**Work item:** Would you print the data below exactly, leaving out every picture?

[Extracted records]
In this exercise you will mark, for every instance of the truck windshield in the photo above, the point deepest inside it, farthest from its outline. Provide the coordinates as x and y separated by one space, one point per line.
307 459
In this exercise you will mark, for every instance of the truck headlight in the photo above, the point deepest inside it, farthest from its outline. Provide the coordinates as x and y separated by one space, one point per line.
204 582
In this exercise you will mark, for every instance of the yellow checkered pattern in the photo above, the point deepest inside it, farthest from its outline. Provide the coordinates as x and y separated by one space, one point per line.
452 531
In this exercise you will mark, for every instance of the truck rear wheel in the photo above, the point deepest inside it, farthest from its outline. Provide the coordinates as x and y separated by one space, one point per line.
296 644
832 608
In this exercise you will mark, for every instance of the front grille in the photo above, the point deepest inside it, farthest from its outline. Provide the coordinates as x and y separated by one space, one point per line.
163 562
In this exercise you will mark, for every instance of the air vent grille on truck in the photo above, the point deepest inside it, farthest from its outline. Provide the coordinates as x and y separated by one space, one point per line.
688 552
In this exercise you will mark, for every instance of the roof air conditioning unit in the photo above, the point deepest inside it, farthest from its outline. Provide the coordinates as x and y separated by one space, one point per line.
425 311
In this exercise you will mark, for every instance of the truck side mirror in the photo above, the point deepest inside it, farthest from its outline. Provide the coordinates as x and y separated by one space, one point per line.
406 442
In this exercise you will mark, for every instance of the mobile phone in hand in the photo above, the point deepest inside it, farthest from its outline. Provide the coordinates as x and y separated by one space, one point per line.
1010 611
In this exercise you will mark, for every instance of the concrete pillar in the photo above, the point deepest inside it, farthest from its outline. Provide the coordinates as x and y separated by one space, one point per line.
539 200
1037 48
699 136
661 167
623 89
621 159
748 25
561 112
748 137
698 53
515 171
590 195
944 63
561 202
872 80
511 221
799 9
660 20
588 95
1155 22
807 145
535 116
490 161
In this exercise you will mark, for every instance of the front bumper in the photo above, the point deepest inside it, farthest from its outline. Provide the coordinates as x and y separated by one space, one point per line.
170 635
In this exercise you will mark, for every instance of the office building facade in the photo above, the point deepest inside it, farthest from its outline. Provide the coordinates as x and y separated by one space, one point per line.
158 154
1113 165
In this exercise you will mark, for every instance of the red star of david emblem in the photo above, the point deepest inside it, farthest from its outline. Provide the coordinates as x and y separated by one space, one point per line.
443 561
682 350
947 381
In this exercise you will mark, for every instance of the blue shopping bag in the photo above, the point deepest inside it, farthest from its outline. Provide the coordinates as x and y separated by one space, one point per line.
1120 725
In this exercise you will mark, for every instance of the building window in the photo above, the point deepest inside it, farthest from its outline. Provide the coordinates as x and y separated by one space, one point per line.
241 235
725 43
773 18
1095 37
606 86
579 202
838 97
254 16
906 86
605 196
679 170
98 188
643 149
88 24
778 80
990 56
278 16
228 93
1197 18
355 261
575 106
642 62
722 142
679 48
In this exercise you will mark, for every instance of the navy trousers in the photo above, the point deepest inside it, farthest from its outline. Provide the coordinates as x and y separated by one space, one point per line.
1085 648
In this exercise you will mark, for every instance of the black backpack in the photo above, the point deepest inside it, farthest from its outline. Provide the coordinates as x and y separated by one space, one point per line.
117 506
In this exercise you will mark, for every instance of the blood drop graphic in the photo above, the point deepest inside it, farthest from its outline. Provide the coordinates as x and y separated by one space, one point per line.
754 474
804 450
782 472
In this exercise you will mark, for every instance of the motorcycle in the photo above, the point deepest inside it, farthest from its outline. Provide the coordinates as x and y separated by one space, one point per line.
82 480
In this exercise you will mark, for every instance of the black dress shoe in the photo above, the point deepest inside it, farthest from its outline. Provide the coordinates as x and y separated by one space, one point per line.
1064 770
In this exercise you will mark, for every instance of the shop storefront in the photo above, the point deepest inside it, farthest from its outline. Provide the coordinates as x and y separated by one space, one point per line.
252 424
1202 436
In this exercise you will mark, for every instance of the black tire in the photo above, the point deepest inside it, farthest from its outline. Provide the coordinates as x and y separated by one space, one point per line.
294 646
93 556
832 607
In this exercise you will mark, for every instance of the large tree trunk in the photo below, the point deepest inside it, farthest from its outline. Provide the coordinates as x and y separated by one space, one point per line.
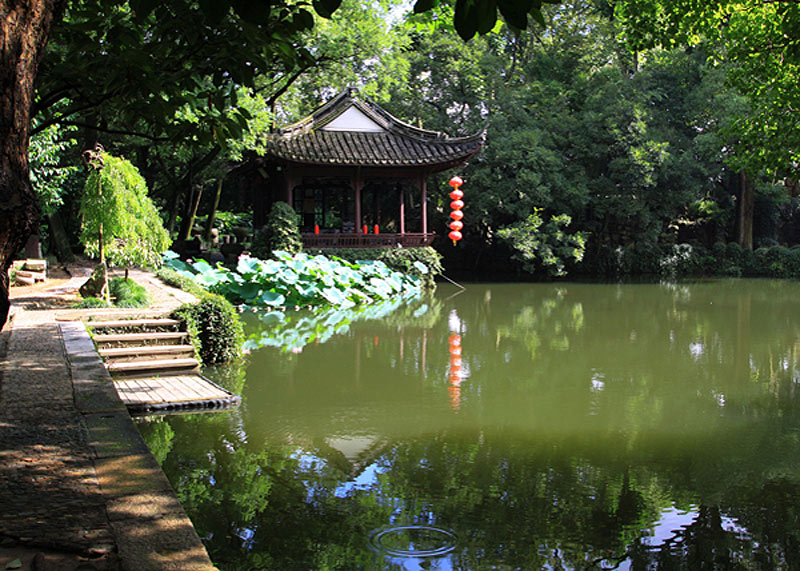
24 29
746 209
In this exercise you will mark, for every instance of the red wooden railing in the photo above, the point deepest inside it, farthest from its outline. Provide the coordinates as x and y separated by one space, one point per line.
367 240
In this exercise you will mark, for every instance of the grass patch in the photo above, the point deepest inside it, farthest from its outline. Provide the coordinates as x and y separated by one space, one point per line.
128 293
124 293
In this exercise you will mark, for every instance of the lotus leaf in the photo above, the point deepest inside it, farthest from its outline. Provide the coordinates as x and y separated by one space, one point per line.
423 269
272 298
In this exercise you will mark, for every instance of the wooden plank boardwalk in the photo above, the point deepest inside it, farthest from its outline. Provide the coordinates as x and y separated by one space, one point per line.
172 393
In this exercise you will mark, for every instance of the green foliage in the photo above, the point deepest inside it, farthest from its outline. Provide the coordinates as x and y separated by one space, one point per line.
760 62
300 281
128 293
537 244
90 302
171 277
115 206
423 263
159 436
214 326
48 171
281 232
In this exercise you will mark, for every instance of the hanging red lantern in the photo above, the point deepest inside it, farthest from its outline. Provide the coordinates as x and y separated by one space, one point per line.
456 205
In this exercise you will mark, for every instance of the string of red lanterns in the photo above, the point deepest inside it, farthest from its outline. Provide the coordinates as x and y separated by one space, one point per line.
456 195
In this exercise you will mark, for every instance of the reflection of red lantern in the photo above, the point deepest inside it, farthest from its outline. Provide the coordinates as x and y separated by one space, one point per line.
456 195
454 376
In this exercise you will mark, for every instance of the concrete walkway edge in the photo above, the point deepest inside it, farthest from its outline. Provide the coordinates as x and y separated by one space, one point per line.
151 528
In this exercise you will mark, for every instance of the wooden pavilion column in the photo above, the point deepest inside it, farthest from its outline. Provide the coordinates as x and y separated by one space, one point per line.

**Task result:**
In this exercise you will mark, for every instance of the truck windshield in the photo above, the point deepest inside it, farthest from its outline. Provide the coordinates as x and y separated by one space, one point per line.
307 459
In this exercise you will mark, for every instance of the truck headlight in the photo above, the point deepest inside it, farthest from its outline. Provide the coordinates as x and y separated by one space, one point per line.
204 582
In this exercise you will mark, for every instance of the yellow checkered pattern in the photo above, the point deepest inside it, farthest from its outline. Provide the coordinates as x and y separated by one space, one point per line.
452 531
In this exercise you will mark, for every instance of the truck rear wheel in the photo above, the point deepest inside it, farthest from its outline. Provide the coordinates as x and y separated by one space, one point per line.
296 644
832 608
In this exercise you will mark, for every instance of the front grille in the photo above, the point deepest inside it, farthest from its outline. Provide the coordinates as x and y separated by one space, one point per line.
163 562
In this exercise you will mark, for every instance of the air vent grille on truck in the photo above, the point deepest inside it, farthest from its outline. Provide the coordinates as x and y separated by one space, one point per line.
688 552
In this exercise you will mark, for every instance of the roof air conditioning unit in the photo above, the point deepest inside it, farthest from its outline. Provide the coordinates as x and y separated by one space, one point per line.
425 311
In this exercise you will mark, for every instance of the truck side mirror in the photo above, the point deepest inside it, farthest from its outline. Provide the coordinates as x and y separated by one space, one point per line.
406 442
In this exercise you will mark, for every instance of the mobile phone in hand in the photo above, the point deepest inside it, farthest from its outline. Provide the coordinates as x and y separated by one space, one point per line.
1010 611
In this exercise you will mark, for every instance of the concrete pillar in the photo above, the point deepest inside it, farthest from its outline. Provide the coordinates as x and y separated by one space, one point per line.
539 200
1037 48
699 136
661 167
623 89
621 159
748 25
561 112
748 137
698 53
515 171
590 195
944 63
561 202
872 80
511 221
799 9
660 20
588 95
1155 22
807 145
535 116
490 161
In this exercise you will mark, for every instance of the front bumper in the photo above, the point deepest inside it, farthest from its outline. Provide the coordinates as x and y separated by one space, one point per line.
170 635
In this exercise you will mark, for every instance of the office building facade in the photo above, the point deepest inside it, farthest from its outline. Provide the coordinates as x and y separated by one space, one point per line.
158 154
1113 165
In this exercise you will mark, for every instance of the red star of david emblem in the photo above, the point deepest inside it, farthest from its outline. Provide the coordinates as x and y separated by one space, one point per line.
443 561
682 350
947 381
In this exercise you will mark, for every instance of the blue shopping bag in the photo above, the point deepest inside it, farthest from its outline. Provide the coordinates as x and y separated by one space, one point per line.
1120 725
In this exercise you will mark, for every instance of the building window in the photo above, the point deepest inside it, farthest from its outline. Provide the coordinates as x and y separated by one space, one point per line.
241 235
725 43
773 18
1095 37
606 86
579 202
838 97
254 16
906 86
605 196
679 170
98 188
643 149
88 24
778 80
990 56
278 16
228 93
1197 18
355 261
575 106
642 62
722 142
679 48
In this exercise you will mark, for every instance of the navy trousers in the photo above, the point deepest inside it, farthest from its outline. Provide the coordinates as x and y separated by one space, one point per line.
1085 648
In this exercise you will mark, for every instance of the black backpack in the photo above, the point deepest inside it, farthest from its outline. Provide the coordinates as x and y separated by one space, one point per line.
117 506
In this exercise you will mark, for every instance of the blood drop graphic in the photo above, the point deepest inside it, farthest from its outline. Provide the coordinates as x and y separated by one space, one point per line.
754 474
804 450
782 472
In this exercise you will mark, for every instance of the motorcycle in the photo above, the point deepest inside it, farthest from its outline. Provide the coordinates as x and y separated by one space, one point per line.
82 480
In this exercise you will mark, for every instance of the black dress shoe in the photo above, the point deepest inside it, farthest from its outline. Provide the coordinates as x and y separated by one space, one point per line.
1064 770
In this exercise you will mark, for every instance of the shop storefront in the photo above, the point deepest inside it, farthest from its outline. Provide the coordinates as x and y separated by one space, one point per line.
252 424
1202 436
In this exercise you will mark, for every instance of the black tire in the photo above, the point deepest inside it, farthest from its outline. Provide the coordinates as x and y separated by one space, one point per line.
294 646
93 556
832 607
In this exercise you will mark, for every instance of the large tree trunk in the photo below, the point deepest inside it, farthest from its outline. Provide the coordinates as x and y separated by one space, one point per line.
24 29
746 209
In this exercise you will mark, for every instance of the red wooden railing in the photo above, the point deepest inside it, farthest from its outline. Provide the coordinates as x and y separated by one space, one point per line.
367 240
In this exercise you will mark, for every instance of the grass patch in the photo above, the point deepest inside it, farthest from its outline. Provide the coordinates as x and y separated by one space, one point per line.
128 293
124 293
In this exercise you will mark, for every instance of the lotus leaf in the photo above, the point deepest inside it, farthest from its outline. Provide the coordinates as x and y separated by one space, one point per line.
423 269
272 298
In this exercise you will mark, for every instance of the wooden plank boardwalk in the photo above, the point deepest inside it, farthest from its outline. Provide the coordinates as x and y separated by one space, one point per line.
172 393
In this exercise you will mark, for every instance of the green foliage in the photo above, the point deepest inside it, farthest from its outline. Provide the coordinates as x and y separated by one space, one point per line.
760 62
300 281
128 293
537 244
90 302
171 277
115 206
423 263
159 436
214 326
48 171
281 232
In this exercise you will mark, for every instance of the hanging red lantern in the photo above, the point deepest inside it, farthest from its outline. Provide the coordinates as x and y separated by one space, one point per line.
456 205
In this exercise you will mark, for every instance of the string of red lanterns in the photo above, the point deepest inside it, farthest from its outline. Provide the coordinates as x and y separated by one space, one point per line.
456 195
In this exercise you will mark, for every instance of the reflection of red lantern in the photo above, the point deepest inside it, farthest from its outline. Provide the coordinates as x and y separated by one space, one point per line.
456 195
454 376
In this exercise you will mark, for every instance of the concrete walkway edge in the photo above, the point deepest inside it, farthest from its outline. Provide the coordinates as x and y separated by one space, one point per line.
151 528
In this exercise you will mark, for every instance of the wooden pavilion column in the photo above, the point deepest inside it, farthest from its outline. Provide the coordinates as x and y separated by one space, one point per line.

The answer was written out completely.